TEXTE FOURNI
--- --- ---

Les initiatives de ce type se multiplient. En France, le géant du luxe LVMH a réorienté la chaîne de production des parfums Guerlain, Givenchy et Christian Dior pour fabriquer du gel hydroalcoolique. Tout comme les marques de cosmétiques Yves Rocher et L’Oréal, la parfumerie Hermès, l’alcoolier Pernod Ricard et le groupe Danone, qui a redirigé la production des bouteilles d’eau Evian pour livrer 100 000 flacons de liquide désinfectant.

Des masques Chanel

L’industrie du textile et de la mode prête main forte en fabriquant des masques. Le ministère français de la Santé estime le besoin à 25 millions par semaine pour les seuls soignants, bien au-dessus des 8 millions produits actuellement. Chanel a mobilisé 150 couturières de ses ateliers Haute couture, Prêt-à-porter et Maisons d’art pour réaliser des masques. Idem pour la maison lorraine Linvosges, réputée pour ses draps et son linge de maison, qui produit depuis la semaine dernière des masques en tissu lavables et réutilisables.

Spécialiste des textiles techniques pour le luxe et la mode, le groupe Chargeurs (qui possède aussi le magazine France-Amérique) produit lui aussi des masques dans ses usines en Picardie et en Alsace : des masques en tissu pour le personnel non sanitaire mais aussi des masques chirurgicaux de type FFP2. « Nous avons pris la décision d’acquérir des lignes de production qui seront opérationnelles d’ici quelques semaines pour produire chaque semaine 3,5 millions de masques supplémentaires », a expliqué le PDG du groupe, Michael Fribourg, interviewé par LCI.

--- --- ---

DONNÉES FOURNIES
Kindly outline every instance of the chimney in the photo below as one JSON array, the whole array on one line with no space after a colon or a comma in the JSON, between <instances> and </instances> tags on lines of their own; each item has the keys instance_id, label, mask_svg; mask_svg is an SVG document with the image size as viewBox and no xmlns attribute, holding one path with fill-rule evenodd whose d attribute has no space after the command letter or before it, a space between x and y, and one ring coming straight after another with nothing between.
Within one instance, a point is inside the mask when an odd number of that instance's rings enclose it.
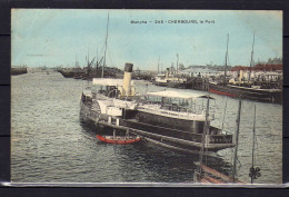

--- --- ---

EXERCICES
1 > Pour chacune des affirmations suivantes, dites si elle concorde avec le texte sur la production de gel et de masques. Répondez par oui ou par non et citez les mots du texte qui tranchent.
(a) Chanel a mobilisé 150 couturières pour fabriquer des masques.
(b) Le ministère de la Santé estime le besoin des soignants à 8 millions de masques par semaine.
(c) Le groupe Chargeurs fabrique ses masques dans des usines situées en Bretagne et en Normandie.
2 > Citez le passage du texte sur la production de gel et de masques qui commence à « Spécialiste des textiles » et se termine à « interviewé par LCI. ».
3 > Rédigez la suite du texte sur la production de gel et de masques par les entreprises françaises, à partir de l’endroit où il s’arrête.

RÉPONSES DÉTAILLÉES
1 >
(a) Oui : « Chanel a mobilisé 150 couturières de ses ateliers Haute couture, Prêt-à-porter et Maisons d’art pour réaliser des masques ».
(b) Non : « Le ministère français de la Santé estime le besoin à 25 millions par semaine pour les seuls soignants, bien au-dessus des 8 millions produits actuellement ».
(c) Non : « dans ses usines en Picardie et en Alsace ».

2 >
Spécialiste des textiles techniques pour le luxe et la mode, le groupe Chargeurs (qui possède aussi le magazine France-Amérique) produit lui aussi des masques dans ses usines en Picardie et en Alsace : des masques en tissu pour le personnel non sanitaire mais aussi des masques chirurgicaux de type FFP2. « Nous avons pris la décision d’acquérir des lignes de production qui seront opérationnelles d’ici quelques semaines pour produire chaque semaine 3,5 millions de masques supplémentaires », a expliqué le PDG du groupe, Michael Fribourg, interviewé par LCI.

3 >
La guerre contre le virus

« Nous sommes en guerre », a martelé Emmanuel Macron à plusieurs reprises. De fait, la mobilisation de l’industrie rappelle les « guerres totales » du XXe siècle, des conflits menés sur le front comme dans les usines de l’arrière. Plus de 15 000 entreprises françaises ont travaillé pour la défense pendant la Grande Guerre : les aciéries Schneider au Creusot, mais aussi les constructeurs automobiles Citroën, Peugeot et Renault, qui produisaient des obus, des canons et des chars.

Trente ans plus tard aux Etats-Unis, Franklin Roosevelt mettra sur pied une commission chargée de convertir l’économie américaine aux nécessités de la Deuxième Guerre mondiale. Des usines habituées à produire des radios, des réfrigérateurs, des voitures et des tracteurs sortent bientôt des fusils, des mitrailleuses, des bombes, des chars et des avions. C’est l’époque de Rosie the Riveter et de Detroit, « arsenal de la démocratie ».

La mobilisation de l’industrie américaine

Donald Trump n’a pas encore invoqué le Defense Production Act, un héritage de la Guerre froide qui lui aurait permis de réquisitionner l’industrie nationale, mais les entreprises n’ont pas attendu son signal pour passer à l’attaque. Tesla, General Motors, Ralph Lauren, Jack Daniel’s et les grands magasins Nordstrom et Nieman Marcus se sont engagés. Boeing utilise ses imprimantes 3D pour fabriquer des masques et dans le Michigan, les employés de Ford et de General Electric assembleront bientôt 7 200 respirateurs artificiels par semaine.

A une moindre échelle, les groupes de couturières amatrices s’étendent sur les réseaux sociaux pour coudre des masques en tissu. Ils ne sont pas acceptés par tous les hôpitaux, mais font la joie des auxiliaires de vie, des chauffeurs de bus, des caissières et des livreurs. Comme les chaussettes et les gants tricotés par les marraines de guerre et les bénévoles de 14-18 faisaient la joie des Poilus.

Une Française infirmière à l’hôpital de Houston a ainsi créé un groupe qui rassemble quelques 600 couturières via Facebook. « Maintenant que la ville a annoncé le lockdown interdisant les sorties non essentielles, nous nous adaptons pour regrouper les masques », explique Natalie Jones, originaire de Paris, une des administratrices du groupe. « Nous avons fait plus de 1 800 masques et avons commencé la distribution dans les centres médicaux, les centre d’oncologie et les maisons de retraite.